*** TASK MATERIAL
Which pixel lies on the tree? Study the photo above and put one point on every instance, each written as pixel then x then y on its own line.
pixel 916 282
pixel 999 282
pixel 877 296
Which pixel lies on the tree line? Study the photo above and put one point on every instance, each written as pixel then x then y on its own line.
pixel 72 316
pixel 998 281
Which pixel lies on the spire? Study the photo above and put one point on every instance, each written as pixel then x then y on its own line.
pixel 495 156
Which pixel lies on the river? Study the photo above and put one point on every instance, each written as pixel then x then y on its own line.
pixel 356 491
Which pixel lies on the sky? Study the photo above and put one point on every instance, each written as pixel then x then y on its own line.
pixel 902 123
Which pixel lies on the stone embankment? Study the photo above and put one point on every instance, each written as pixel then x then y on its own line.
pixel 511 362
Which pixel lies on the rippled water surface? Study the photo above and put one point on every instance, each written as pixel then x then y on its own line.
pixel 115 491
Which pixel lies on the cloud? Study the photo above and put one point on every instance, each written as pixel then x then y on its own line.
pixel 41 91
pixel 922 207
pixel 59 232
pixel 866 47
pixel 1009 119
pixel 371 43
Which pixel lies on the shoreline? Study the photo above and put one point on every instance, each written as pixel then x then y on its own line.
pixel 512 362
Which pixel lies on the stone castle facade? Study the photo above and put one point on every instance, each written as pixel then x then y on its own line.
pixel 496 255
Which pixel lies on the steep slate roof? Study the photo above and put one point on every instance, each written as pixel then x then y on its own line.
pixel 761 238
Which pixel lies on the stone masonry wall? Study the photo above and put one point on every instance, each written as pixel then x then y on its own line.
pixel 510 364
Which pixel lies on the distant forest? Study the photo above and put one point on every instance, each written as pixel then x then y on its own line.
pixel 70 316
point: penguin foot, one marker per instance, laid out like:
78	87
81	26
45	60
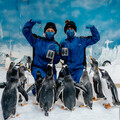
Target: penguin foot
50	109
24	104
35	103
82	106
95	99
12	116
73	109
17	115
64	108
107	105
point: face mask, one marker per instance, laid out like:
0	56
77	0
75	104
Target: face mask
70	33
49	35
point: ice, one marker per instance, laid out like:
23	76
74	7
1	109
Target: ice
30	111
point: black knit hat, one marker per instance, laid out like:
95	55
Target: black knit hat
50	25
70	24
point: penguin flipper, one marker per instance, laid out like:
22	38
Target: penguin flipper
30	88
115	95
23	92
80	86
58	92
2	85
******
_TASK PROMPT_: Find the string "like" in the data. Report each line it appears in.

_SOLVED PROBLEM_:
point: penguin foot, one marker per instance, laid out like:
point: face mask, one marker per instance, laid out like:
point: ice, one marker per instance, laid out like:
point: black knit hat, one marker per instance, laid out like:
point: penguin flipper, one marker per instance, laid out like:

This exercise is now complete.